▶ INSTRUCTIONS
1. Please copy the article on Chicago Public Schools' health curriculum word for word, from "The curriculum covers" to "to PDE’s report.".
2. Write the next part of the article on Chicago Public Schools' health curriculum, picking up after its final sentence.

▶ READING TEXT
+++++
Parental rights advocacy group Parents Defending Education (PDE) issued an alarming report on Chicago Public Schools’ (CPS) newly enacted health education curriculum featuring inappropriate content taught to young children.
The curriculum covers topics from basic anatomy to gender identity and puberty blockers.
The material includes material aimed at teaching pre-Kindergarteners to “correctly identity body parts typically considered private, including nipples, penis, anus, and vulva” and requires first graders to be able to define “gender identity,” according to PDE’s report.
Teachers will introduce fifth graders to “puberty blocker medications that transgender young people may use.”
The Pre-Kindergarten Personal Health and Safety Education Unit Plan includes lessons about family structure and teaches that “no one type of family is better than another” and “all family structures are valid. In the Understanding our Bodies unit, children in pre-K learn about “basic anatomy” to “correctly identify body parts typically considered private (genitals), including nipples, anus, vulva, and penis.” They are also taught why it is important for them to know the correct names for private parts —according to the unit plan, this “this lesson supports Erin’s Law requirements.”
The Grade 1 Personal Health and Safety Education Unit Plan teaches students to “define gender, gender identity and gender role stereotypes” and “name at least two things they’ve been taught about gender role stereotypes, and how those things may limit people of all genders.”
Students will also “discuss the concept of gender so that students can then understand gender identity and gender role stereotypes” and “reflect on things like colors, toys, and careers.” The goal for the lesson is for students to “recognize that gender should not be a limiting factor in being themselves.”
Its first-grade unit plan involves introducing “the concept of reproduction and the differences between things in the world that can and cannot reproduce.”
+++++
▶ DATA SHOWN
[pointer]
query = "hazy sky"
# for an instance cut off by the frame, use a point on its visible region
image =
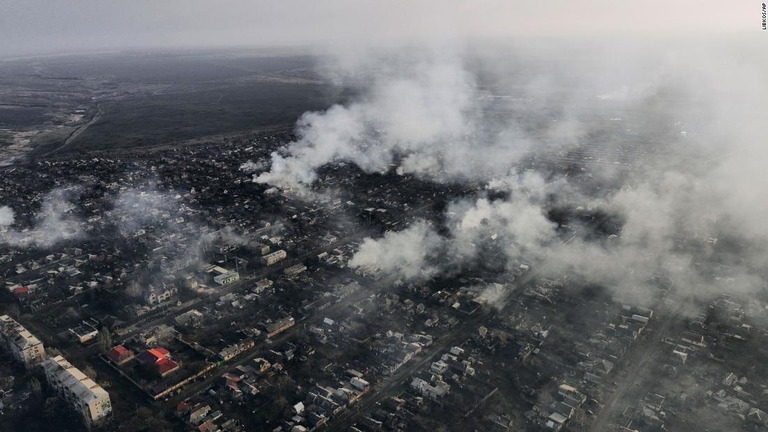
(50, 26)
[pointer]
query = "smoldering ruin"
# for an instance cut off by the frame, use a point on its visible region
(436, 233)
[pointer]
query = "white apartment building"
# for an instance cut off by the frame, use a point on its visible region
(79, 391)
(23, 345)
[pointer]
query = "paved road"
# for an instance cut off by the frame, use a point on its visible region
(637, 360)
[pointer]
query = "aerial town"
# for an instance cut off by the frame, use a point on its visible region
(180, 288)
(219, 219)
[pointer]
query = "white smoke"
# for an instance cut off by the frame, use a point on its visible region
(54, 222)
(6, 216)
(405, 253)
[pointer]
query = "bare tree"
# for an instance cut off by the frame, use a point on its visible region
(105, 339)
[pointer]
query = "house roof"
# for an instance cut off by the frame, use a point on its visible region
(166, 365)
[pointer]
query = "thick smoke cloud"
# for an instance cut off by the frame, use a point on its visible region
(6, 216)
(680, 169)
(424, 114)
(405, 253)
(54, 223)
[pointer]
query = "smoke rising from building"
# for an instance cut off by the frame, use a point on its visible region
(688, 181)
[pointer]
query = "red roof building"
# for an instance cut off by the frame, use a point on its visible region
(159, 359)
(120, 354)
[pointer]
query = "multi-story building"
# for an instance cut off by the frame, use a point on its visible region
(22, 344)
(274, 257)
(80, 392)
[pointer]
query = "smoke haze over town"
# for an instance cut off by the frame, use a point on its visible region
(383, 216)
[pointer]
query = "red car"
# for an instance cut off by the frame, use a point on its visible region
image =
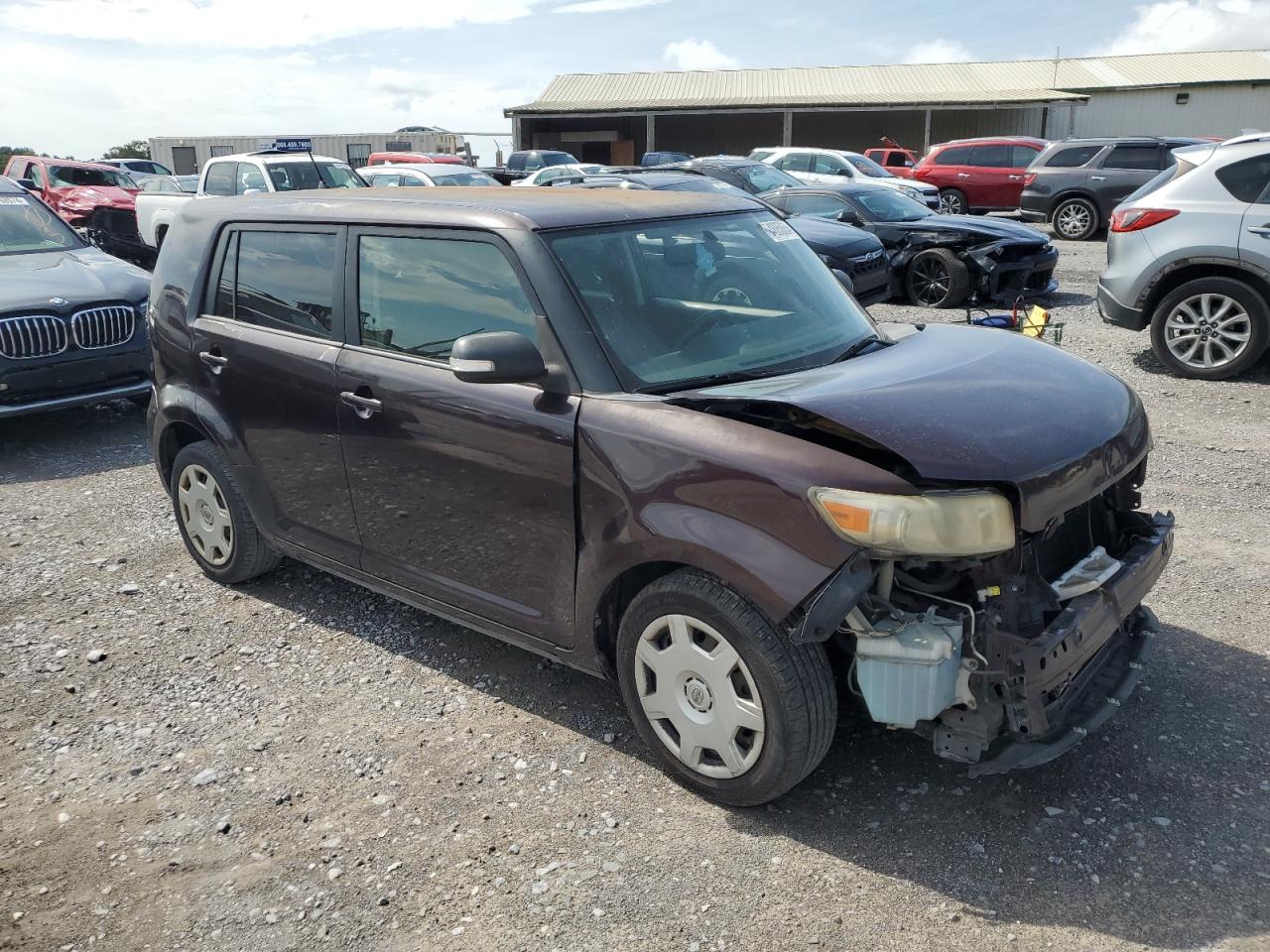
+++++
▶ OUTPUTS IN ORDER
1.
The curriculum covers topics from basic anatomy to gender identity and puberty blockers.
The material includes material aimed at teaching pre-Kindergarteners to “correctly identity body parts typically considered private, including nipples, penis, anus, and vulva” and requires first graders to be able to define “gender identity,” according to PDE’s report.

2.
The third-grade curriculum goes further into gender ideology with a lesson that introduces the concept of gender identity.
The Grade 3 Personal Health and Safety Education Unit Plan includes a lesson that teaches students to “explain the difference between sex assigned at birth and gender identity.” Students will “engage with the text to expand their understanding of what it can mean to be transgender and the concept of gender expression.”
It defines “transgender” as “when a person’s gender identity (how they feel) is different from what doctors/midwives assigned to them when they were born (sex assigned at birth).”
PDE’s report points out that while CPS is focused on pushing gender ideology and age-inappropriate sexual content on small children, its educational standards are lacking.
Worthy of note, only 31% of elementary school students in Chicago Public Schools were proficient in reading in the spring of 2024. In math, only 19% of Chicago third through eighth graders were proficient.
What is happening in Chicago is happening in blue and red areas across the country. It is clear that there is an ongoing shift in educational priorities, one that places ideology over academic progress. In many cases, parents are unaware that schools are focused more on indoctrinating children into far-leftist ideas on sexuality and gender than on equipping them with the skills they need to thrive as adults.
Unfortunately, most people remain ignorant about what government-run schools have become. They still do not understand that many schools have become vehicles through which political ideologies are influencing the minds of their loved ones.
Groups like Parents Defending Education are working to expose this problem and to bring about change through education and legal action. But it remains an uphill battle. Still, as more parents and taxpayers find out what these people are teaching their children, I remain hopeful that there will be enough pushback to bring about change. There is no telling when this will happen, but at some point, a reckoning is coming.